How to complete this task: Using the material below, count the lines that contain the word "woman" and report the number only.

Data shown:
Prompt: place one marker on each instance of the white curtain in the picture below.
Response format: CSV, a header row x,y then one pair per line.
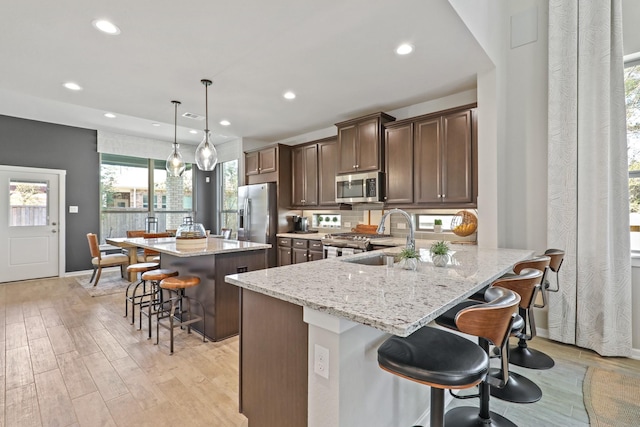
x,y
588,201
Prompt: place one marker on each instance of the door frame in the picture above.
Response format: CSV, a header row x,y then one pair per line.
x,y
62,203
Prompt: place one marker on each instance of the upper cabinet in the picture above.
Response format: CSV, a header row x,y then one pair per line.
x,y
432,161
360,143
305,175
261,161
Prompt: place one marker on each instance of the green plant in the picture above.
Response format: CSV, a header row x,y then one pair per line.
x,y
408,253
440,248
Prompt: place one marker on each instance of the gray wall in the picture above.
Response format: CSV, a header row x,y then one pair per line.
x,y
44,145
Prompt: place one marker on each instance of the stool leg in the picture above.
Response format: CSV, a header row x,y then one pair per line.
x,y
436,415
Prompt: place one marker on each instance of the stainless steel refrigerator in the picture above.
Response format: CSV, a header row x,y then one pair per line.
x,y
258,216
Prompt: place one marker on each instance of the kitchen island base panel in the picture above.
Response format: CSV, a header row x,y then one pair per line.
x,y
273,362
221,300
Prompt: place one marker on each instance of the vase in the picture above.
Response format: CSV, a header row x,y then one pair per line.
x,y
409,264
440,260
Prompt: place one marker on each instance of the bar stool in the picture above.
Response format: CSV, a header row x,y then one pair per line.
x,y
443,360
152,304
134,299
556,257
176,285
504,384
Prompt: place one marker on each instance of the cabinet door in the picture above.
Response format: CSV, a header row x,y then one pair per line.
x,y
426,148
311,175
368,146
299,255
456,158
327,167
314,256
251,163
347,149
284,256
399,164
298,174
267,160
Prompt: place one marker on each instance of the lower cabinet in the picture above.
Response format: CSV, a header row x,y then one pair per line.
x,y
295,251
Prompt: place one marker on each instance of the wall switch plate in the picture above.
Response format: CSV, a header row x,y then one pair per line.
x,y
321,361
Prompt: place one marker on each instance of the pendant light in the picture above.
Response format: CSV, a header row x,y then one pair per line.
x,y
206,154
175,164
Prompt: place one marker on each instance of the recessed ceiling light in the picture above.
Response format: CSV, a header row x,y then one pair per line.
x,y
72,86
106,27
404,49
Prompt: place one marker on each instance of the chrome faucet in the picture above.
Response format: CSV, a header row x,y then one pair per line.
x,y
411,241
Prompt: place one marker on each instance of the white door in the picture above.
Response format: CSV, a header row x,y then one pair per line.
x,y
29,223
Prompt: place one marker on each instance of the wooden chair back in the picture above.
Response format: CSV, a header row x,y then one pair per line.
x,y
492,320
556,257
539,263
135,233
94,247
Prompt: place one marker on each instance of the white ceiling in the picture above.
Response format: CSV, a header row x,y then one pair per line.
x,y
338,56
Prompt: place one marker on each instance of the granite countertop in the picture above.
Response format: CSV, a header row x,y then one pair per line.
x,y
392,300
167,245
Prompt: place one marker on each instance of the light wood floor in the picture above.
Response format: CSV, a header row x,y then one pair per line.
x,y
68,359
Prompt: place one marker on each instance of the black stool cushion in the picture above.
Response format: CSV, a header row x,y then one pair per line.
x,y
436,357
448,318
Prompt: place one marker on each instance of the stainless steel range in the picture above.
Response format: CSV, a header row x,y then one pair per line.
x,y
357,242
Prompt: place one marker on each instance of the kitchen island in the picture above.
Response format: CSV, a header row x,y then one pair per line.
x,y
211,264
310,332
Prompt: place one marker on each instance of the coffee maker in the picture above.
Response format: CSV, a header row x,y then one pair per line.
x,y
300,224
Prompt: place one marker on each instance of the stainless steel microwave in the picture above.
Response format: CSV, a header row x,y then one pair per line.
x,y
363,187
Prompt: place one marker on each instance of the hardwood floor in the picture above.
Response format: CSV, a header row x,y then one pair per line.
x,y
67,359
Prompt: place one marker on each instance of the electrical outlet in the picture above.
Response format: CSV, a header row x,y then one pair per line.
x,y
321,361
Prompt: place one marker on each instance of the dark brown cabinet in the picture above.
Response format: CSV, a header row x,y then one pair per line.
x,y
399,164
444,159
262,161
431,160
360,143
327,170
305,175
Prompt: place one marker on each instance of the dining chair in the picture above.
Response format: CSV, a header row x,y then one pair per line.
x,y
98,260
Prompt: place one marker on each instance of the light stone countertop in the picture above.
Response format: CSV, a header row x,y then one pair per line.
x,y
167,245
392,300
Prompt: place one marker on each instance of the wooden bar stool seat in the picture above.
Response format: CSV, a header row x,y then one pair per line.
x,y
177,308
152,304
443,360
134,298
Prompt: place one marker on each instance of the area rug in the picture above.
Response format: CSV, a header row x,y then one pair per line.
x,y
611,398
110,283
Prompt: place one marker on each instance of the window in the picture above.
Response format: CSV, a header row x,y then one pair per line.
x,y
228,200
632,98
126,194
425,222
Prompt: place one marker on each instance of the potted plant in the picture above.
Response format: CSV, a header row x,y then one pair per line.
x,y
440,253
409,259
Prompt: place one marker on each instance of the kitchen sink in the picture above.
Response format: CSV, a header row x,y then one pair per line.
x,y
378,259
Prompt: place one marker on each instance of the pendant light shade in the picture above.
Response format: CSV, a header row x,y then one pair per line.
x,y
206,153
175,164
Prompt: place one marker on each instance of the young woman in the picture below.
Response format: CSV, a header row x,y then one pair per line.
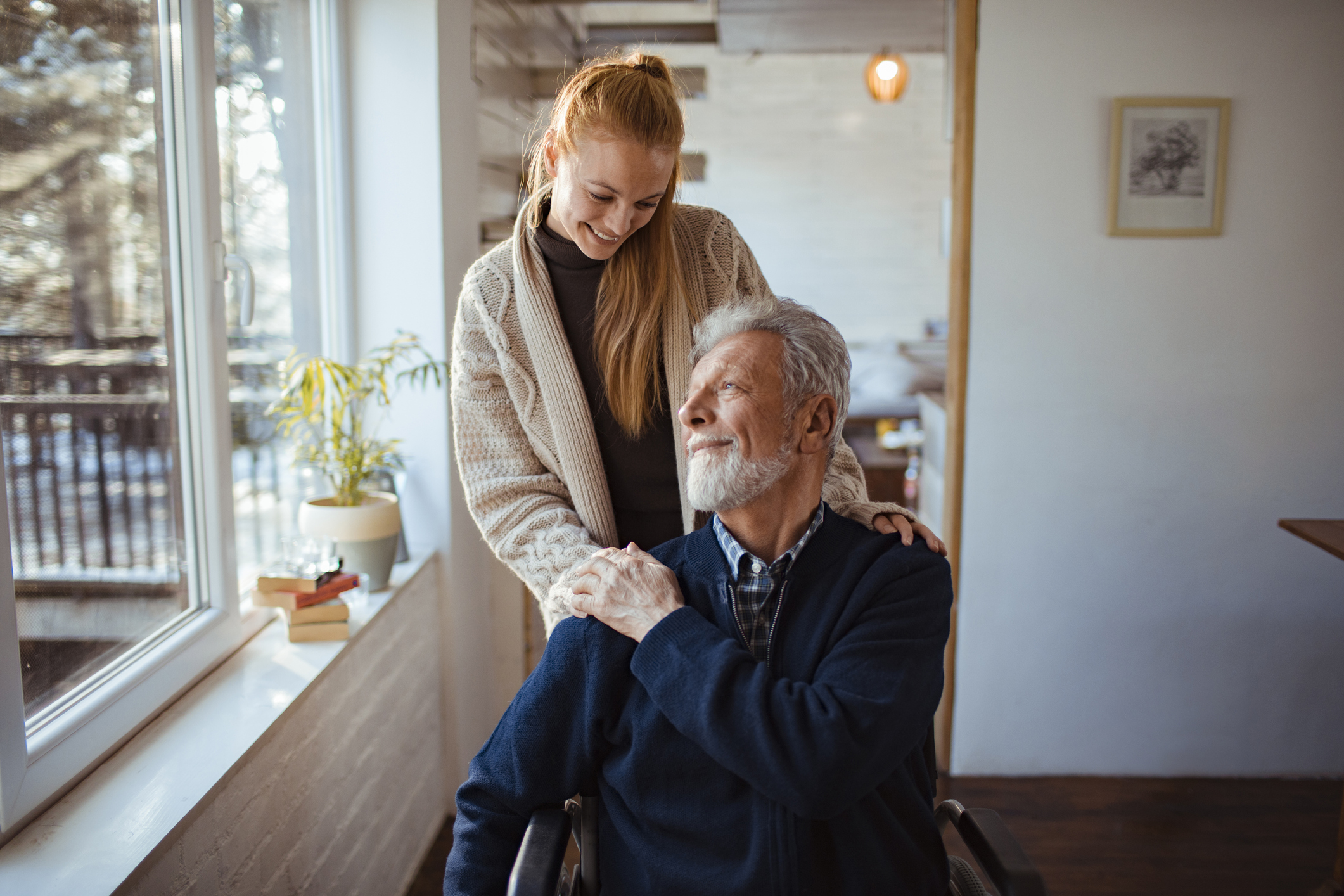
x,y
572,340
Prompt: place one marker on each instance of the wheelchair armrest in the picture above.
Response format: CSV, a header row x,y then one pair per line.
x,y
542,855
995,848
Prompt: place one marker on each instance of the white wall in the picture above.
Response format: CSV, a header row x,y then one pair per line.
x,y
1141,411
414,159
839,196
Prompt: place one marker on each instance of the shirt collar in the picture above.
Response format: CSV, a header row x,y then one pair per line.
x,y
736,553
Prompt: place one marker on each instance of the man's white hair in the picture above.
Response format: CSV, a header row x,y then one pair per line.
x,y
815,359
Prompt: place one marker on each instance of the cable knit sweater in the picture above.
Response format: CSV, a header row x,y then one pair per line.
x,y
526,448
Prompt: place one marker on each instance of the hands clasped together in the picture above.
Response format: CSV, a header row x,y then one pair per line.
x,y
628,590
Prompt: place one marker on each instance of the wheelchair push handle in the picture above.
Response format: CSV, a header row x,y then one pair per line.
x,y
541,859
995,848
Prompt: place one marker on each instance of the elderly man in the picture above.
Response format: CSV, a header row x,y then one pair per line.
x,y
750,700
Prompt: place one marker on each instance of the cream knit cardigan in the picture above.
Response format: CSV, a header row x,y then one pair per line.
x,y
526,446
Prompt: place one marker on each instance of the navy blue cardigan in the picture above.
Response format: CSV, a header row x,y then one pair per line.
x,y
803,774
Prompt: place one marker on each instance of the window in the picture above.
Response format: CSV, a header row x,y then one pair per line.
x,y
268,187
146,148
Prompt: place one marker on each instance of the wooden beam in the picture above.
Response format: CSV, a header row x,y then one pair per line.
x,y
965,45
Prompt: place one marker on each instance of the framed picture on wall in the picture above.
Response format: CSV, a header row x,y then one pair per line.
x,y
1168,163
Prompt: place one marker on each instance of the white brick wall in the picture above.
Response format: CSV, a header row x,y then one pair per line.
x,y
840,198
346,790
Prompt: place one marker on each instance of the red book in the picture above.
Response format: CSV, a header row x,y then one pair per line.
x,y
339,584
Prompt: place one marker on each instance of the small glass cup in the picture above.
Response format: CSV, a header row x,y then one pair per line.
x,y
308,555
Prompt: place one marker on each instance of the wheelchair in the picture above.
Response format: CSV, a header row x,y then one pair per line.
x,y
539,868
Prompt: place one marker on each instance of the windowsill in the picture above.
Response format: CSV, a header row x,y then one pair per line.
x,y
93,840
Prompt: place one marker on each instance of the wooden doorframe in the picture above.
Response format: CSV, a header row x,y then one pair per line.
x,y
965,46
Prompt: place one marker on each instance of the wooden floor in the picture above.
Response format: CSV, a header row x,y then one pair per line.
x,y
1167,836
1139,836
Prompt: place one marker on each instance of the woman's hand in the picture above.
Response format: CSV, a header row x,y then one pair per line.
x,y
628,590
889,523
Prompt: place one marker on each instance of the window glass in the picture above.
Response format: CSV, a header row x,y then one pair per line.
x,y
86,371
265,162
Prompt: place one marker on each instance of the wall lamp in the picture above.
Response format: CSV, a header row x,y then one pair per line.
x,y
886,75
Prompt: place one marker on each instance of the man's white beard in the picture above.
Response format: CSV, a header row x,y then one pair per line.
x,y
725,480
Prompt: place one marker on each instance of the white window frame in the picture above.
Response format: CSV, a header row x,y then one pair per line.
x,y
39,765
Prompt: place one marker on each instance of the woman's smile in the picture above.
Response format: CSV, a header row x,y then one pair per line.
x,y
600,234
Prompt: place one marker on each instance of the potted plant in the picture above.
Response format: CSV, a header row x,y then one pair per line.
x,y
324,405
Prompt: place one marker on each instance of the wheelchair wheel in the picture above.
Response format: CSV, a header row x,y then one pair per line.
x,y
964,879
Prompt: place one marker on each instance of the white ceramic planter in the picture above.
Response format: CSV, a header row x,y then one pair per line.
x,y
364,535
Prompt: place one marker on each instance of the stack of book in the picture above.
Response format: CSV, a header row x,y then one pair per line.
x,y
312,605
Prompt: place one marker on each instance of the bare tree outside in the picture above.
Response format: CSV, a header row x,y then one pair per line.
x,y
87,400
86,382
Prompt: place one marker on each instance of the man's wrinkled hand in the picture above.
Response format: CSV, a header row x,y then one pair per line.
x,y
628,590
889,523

Task output: 3